WHAT TO DO
Lines from the start of the data through the line containing "rough mask: <svg" must be given again exactly. Leave the others out.

DATASET RECORDS
========
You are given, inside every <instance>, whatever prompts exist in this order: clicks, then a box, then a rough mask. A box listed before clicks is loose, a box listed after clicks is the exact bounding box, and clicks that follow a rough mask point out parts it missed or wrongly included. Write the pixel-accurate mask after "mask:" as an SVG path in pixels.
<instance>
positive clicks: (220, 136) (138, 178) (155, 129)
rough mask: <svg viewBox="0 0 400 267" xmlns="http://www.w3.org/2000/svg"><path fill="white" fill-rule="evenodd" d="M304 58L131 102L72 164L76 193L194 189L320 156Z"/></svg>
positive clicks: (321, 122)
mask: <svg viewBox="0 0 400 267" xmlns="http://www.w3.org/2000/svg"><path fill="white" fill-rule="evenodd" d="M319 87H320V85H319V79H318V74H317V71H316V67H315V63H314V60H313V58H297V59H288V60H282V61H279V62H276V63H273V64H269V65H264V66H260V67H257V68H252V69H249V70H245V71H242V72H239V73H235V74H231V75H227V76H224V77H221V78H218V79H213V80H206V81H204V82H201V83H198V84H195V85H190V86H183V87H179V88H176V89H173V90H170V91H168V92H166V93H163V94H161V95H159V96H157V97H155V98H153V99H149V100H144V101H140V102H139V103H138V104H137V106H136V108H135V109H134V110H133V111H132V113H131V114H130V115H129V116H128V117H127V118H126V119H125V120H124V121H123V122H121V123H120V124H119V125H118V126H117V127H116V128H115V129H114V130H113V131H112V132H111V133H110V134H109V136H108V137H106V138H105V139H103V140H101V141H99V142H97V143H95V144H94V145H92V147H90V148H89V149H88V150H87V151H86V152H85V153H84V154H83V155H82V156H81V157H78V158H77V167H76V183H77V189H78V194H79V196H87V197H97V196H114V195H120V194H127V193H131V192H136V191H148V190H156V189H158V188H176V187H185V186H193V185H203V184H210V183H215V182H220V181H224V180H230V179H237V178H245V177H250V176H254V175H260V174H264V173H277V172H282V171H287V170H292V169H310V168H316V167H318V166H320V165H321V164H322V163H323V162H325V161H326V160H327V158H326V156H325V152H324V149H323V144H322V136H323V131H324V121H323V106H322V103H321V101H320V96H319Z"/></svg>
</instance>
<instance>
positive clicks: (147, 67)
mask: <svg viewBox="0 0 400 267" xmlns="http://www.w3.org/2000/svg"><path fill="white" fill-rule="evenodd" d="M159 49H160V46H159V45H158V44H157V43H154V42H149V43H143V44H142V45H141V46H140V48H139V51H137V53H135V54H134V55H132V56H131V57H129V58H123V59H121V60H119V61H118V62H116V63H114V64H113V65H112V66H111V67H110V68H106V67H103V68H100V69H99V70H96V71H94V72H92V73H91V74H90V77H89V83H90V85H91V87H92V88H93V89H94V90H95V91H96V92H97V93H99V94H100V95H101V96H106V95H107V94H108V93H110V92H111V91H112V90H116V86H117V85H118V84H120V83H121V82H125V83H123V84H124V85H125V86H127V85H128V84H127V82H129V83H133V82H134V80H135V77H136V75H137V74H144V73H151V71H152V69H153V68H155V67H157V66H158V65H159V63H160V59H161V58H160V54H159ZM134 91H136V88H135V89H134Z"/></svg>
========
TASK ANSWER
You are given, inside every <instance>, whatever prompts exist in this order: clicks, then a box, then a rough mask. A box listed before clicks is loose, a box listed after clicks is the exact bounding box, and clicks that follow a rough mask point out parts it missed or wrongly included. Write the pixel-accurate mask after "mask:" as an SVG path in pixels.
<instance>
positive clicks: (220, 136) (138, 178) (155, 129)
rough mask: <svg viewBox="0 0 400 267" xmlns="http://www.w3.org/2000/svg"><path fill="white" fill-rule="evenodd" d="M304 58L131 102L72 164L76 193L194 189L320 156Z"/></svg>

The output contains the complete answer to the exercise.